## [SOURCE]
%%

As a traditional artist, I have been undergoing a recent transition into the digital realm of creation. After beginning as a painter, my work ventured far from painting and into a style characterized by experimental and untraditional artwork, until it very recently refocused into traditional pencil drawing. After graduating from the University of Waterloo with an Arts degree in Fine Art in 2013, I focused on developing my skills in graphic design to better suit the digital economy. Wishing to continue learning and experiment with new things, I decided to continue my education with the Masters in Digital Media program at Ryerson.  

Why Digital Media?

To be innovative, to me, as a fine artist, is to maintain originality while discovering your position between the digital and the traditional. This is what I have sought to do after graduating in 2013 and this is what I expect will happen twelve months from now.   I wish to build upon my existing skills in terms of a digital media interest.  Although I have some experience in digital art and design, this program gives me the opportunity to enhance these skills in entirely new ways.

%%

## [TO-DO LIST]
1. Copy the part of the digital media statement that opens with the words containing "Why Digital Media?" and closes with "entirely new ways.".
2. Carry on the digital media statement, starting after its last sentence.
The records have nothing to do with what you are asked here.

## [PROVIDED RECORDS]

%%

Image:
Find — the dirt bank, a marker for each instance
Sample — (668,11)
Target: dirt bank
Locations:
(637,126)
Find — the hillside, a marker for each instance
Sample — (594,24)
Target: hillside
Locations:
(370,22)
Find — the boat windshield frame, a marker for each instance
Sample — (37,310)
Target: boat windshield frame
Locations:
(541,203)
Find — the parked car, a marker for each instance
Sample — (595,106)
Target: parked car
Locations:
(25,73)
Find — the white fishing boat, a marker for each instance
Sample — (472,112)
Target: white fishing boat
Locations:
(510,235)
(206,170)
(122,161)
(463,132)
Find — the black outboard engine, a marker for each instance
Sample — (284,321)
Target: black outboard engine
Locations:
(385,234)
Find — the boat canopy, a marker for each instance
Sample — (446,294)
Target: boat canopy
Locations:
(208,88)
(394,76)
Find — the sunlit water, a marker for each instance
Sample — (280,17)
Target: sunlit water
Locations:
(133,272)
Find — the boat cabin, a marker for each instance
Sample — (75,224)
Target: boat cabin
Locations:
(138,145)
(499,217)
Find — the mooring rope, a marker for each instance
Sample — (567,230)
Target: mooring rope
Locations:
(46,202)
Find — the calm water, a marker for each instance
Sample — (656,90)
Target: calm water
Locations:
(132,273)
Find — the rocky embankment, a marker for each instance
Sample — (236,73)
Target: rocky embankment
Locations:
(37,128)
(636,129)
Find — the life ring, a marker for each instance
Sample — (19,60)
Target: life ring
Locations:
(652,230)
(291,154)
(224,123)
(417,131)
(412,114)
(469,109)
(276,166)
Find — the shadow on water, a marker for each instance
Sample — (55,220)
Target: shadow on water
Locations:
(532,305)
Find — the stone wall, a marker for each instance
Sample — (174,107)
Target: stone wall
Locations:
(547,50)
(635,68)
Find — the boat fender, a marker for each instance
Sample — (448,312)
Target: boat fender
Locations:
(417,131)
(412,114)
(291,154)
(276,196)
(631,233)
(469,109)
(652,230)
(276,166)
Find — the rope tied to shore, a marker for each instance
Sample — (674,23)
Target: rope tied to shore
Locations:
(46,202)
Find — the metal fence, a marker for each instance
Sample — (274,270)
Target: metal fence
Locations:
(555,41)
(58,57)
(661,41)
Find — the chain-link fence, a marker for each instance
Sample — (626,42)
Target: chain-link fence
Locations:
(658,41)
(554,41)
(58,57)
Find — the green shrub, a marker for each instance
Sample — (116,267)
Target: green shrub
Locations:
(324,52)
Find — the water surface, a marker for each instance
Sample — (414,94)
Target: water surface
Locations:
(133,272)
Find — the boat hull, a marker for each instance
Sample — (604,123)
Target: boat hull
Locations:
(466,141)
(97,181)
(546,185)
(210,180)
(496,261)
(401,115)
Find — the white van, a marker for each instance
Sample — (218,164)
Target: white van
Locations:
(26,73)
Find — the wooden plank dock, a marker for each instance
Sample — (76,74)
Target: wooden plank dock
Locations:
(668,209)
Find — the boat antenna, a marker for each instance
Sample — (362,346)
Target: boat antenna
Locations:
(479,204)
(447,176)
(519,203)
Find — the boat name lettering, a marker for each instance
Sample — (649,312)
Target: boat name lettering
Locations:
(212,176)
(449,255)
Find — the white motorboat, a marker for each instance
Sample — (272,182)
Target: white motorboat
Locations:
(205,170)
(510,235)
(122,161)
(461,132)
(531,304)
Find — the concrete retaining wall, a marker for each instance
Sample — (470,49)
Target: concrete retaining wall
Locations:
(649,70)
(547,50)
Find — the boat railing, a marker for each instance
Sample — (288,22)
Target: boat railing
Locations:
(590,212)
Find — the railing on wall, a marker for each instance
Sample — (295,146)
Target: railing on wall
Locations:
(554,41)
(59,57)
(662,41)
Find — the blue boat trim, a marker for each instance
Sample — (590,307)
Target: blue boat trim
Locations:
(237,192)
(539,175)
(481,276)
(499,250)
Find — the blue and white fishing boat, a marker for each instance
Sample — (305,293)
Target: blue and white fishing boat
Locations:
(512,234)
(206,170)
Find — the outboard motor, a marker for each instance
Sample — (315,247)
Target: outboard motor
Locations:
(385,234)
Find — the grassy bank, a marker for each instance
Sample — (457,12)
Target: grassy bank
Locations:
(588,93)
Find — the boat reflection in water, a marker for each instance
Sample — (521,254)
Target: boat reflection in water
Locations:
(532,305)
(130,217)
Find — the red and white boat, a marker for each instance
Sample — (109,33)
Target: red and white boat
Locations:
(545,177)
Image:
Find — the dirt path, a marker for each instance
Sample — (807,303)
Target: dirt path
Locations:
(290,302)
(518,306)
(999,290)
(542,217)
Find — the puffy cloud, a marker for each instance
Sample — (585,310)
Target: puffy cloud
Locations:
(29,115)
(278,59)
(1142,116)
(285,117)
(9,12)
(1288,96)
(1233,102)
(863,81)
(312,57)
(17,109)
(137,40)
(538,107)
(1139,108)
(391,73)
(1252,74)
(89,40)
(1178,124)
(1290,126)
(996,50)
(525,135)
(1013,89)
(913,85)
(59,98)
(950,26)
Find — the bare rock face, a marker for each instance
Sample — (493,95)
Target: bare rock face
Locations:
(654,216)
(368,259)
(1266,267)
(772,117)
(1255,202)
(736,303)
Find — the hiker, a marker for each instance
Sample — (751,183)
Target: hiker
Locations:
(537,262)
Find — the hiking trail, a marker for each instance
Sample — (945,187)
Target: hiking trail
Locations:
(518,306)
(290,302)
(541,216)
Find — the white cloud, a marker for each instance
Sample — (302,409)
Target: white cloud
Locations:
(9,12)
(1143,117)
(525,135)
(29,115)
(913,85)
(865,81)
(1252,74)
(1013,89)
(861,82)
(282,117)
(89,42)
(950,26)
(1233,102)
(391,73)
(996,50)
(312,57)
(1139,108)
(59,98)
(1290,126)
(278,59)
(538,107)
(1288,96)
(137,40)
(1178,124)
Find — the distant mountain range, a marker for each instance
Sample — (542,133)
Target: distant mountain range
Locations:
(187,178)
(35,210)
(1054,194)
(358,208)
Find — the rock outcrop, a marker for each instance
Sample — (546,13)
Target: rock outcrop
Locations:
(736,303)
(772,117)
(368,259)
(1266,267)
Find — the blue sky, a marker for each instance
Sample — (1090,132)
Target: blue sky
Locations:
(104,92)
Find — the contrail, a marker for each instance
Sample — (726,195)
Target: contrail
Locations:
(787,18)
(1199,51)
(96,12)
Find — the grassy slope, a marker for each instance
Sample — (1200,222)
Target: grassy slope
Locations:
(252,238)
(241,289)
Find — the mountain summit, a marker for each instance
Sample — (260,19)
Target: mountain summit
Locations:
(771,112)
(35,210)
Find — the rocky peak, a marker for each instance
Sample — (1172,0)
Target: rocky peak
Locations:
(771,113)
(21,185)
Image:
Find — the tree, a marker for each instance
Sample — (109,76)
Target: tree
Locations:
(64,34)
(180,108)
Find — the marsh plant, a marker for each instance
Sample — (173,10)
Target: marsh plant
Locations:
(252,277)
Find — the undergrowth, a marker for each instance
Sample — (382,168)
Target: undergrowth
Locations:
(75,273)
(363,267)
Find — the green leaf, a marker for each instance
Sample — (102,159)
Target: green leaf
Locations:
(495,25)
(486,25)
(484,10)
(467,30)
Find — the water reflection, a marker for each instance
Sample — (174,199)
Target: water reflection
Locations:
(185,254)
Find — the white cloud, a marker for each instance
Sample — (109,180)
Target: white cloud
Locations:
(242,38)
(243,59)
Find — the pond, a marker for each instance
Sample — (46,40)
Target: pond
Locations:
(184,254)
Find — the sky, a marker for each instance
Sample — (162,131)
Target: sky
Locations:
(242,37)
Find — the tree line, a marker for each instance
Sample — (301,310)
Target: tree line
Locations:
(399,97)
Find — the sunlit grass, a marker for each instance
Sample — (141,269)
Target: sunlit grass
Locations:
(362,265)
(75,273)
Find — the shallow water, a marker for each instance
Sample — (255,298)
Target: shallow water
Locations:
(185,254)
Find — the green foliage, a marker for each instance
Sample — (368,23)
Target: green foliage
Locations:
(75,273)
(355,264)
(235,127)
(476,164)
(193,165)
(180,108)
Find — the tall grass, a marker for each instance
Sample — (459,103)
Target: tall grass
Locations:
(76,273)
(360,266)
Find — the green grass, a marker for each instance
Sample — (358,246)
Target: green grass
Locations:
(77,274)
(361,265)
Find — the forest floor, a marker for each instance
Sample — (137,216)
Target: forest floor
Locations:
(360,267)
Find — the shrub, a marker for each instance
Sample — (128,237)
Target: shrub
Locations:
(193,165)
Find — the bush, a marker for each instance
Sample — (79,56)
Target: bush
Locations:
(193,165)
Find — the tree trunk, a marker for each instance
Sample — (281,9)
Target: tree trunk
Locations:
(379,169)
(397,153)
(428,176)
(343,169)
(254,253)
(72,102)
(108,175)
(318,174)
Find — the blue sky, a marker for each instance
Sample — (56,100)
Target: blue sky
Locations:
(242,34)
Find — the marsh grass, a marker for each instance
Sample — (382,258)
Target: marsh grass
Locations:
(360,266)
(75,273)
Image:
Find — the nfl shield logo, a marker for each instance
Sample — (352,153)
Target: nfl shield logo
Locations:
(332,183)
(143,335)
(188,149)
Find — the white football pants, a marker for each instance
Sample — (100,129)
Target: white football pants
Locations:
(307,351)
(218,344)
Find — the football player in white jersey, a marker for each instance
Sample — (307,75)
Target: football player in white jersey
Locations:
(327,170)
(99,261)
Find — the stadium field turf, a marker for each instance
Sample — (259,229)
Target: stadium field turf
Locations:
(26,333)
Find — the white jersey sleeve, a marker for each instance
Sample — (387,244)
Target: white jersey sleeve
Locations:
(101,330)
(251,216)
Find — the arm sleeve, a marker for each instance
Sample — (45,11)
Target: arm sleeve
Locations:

%%

## [RESPONSE LIST]
1.
Why Digital Media?

To be innovative, to me, as a fine artist, is to maintain originality while discovering your position between the digital and the traditional. This is what I have sought to do after graduating in 2013 and this is what I expect will happen twelve months from now.   I wish to build upon my existing skills in terms of a digital media interest.  Although I have some experience in digital art and design, this program gives me the opportunity to enhance these skills in entirely new ways.

2.
Major Research Paper

Misogyny and Gaming: Uncovering the Operations that Maintain a Male-Gendered Gamer Culture

The construction and reification of the gamer identity as one that is essentially or naturally gendered as male, originates from a still powerful discourse that posits technological proficiency as a distinctively masculine characteristic. This leaves female gamers in an inferior position to their male counterparts. The mainstream popularization of gaming, and increase in the accessibility of videogames, allows for the diversification of the gaming population, posing a threat to the traditional ‘gamer identity’. This could result in a cultural shift that redefines a now open and diverse community that was once highly exclusive. The diversification of gamer culture challenges the assumptions that its members have formed about the gendered nature of the community. The purpose of this paper is to demonstrate how a number of operations in gamer culture work to maintain these assumptions and preserve the illusion of male ownership.